● AUFGABENBESCHREIBUNG:
Zeige jede Zeile weiter unten, in der das Wort „coordinates“ vorkommt.

Einträge zu Formgrenzen
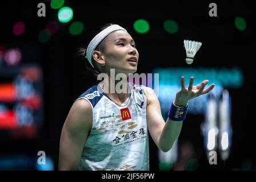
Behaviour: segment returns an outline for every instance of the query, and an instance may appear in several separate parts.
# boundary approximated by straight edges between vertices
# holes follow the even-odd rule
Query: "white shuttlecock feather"
[[[186,62],[189,64],[192,64],[194,57],[201,47],[202,43],[188,40],[184,40],[183,43],[187,55]]]

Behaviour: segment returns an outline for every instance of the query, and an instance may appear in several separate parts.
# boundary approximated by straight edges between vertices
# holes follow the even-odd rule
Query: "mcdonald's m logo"
[[[121,111],[122,119],[123,121],[131,119],[131,115],[130,113],[129,108],[122,109]]]

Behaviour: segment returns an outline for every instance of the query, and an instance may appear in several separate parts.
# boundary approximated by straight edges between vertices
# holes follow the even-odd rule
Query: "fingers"
[[[185,86],[185,78],[183,76],[181,77],[181,90],[184,91],[186,90]]]
[[[191,91],[192,88],[193,87],[193,82],[194,82],[194,77],[191,76],[190,77],[190,80],[189,81],[189,91]]]
[[[209,81],[207,80],[203,81],[201,83],[201,86],[200,88],[198,90],[198,92],[197,92],[198,94],[202,94],[202,92],[203,90],[203,89],[205,88],[205,85],[206,85],[207,84],[208,84]]]
[[[209,93],[210,91],[211,91],[215,86],[215,84],[211,84],[211,85],[209,86],[209,87],[208,87],[206,89],[205,89],[205,90],[203,90],[202,92],[202,94],[205,94],[206,93]]]

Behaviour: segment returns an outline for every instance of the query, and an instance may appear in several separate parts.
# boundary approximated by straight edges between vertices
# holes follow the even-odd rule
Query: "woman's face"
[[[139,53],[131,36],[122,30],[110,34],[105,40],[105,49],[102,56],[105,71],[114,68],[115,73],[133,73],[137,71]]]

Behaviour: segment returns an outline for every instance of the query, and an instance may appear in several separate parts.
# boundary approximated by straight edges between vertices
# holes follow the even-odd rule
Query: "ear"
[[[104,64],[105,62],[104,56],[100,51],[93,51],[92,57],[92,58],[99,64]]]

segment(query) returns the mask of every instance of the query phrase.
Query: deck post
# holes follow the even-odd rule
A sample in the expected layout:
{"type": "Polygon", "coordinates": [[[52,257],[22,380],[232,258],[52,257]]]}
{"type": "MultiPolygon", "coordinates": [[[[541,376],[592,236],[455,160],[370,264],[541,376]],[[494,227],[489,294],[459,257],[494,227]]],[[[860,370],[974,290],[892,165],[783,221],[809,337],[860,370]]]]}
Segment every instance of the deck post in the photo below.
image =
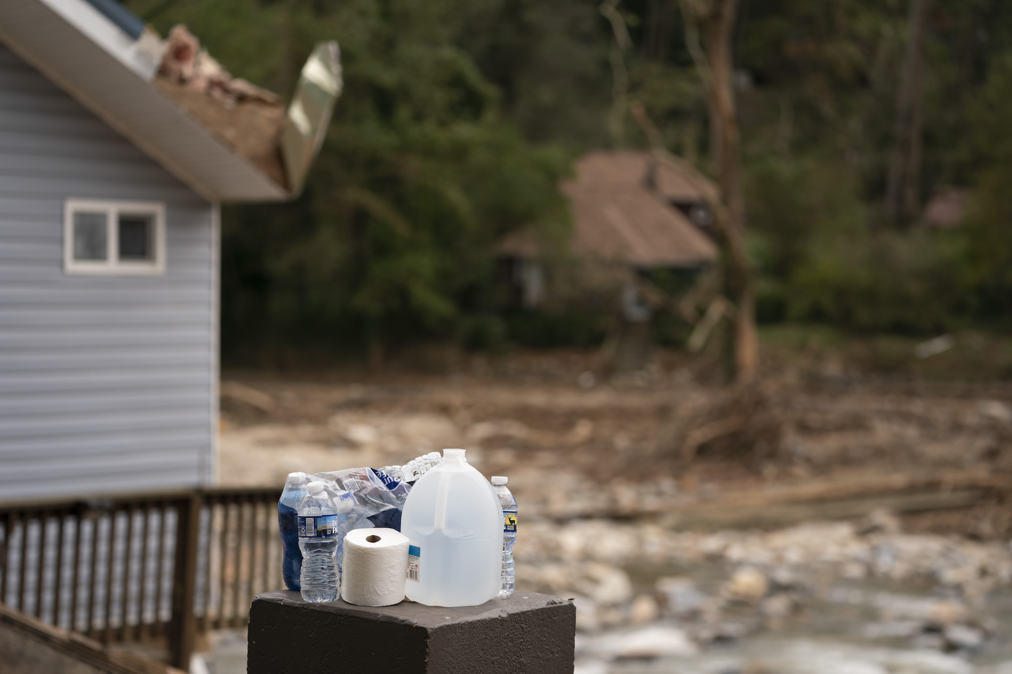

● VOLLSTÄNDIGE AUSGABE:
{"type": "Polygon", "coordinates": [[[52,257],[22,380],[232,258],[52,257]]]}
{"type": "MultiPolygon", "coordinates": [[[[541,376],[592,236],[455,160],[370,264],[541,376]],[[494,227],[489,294],[459,257],[494,227]]],[[[860,370],[974,290],[892,165],[783,221],[809,337],[860,370]]]]}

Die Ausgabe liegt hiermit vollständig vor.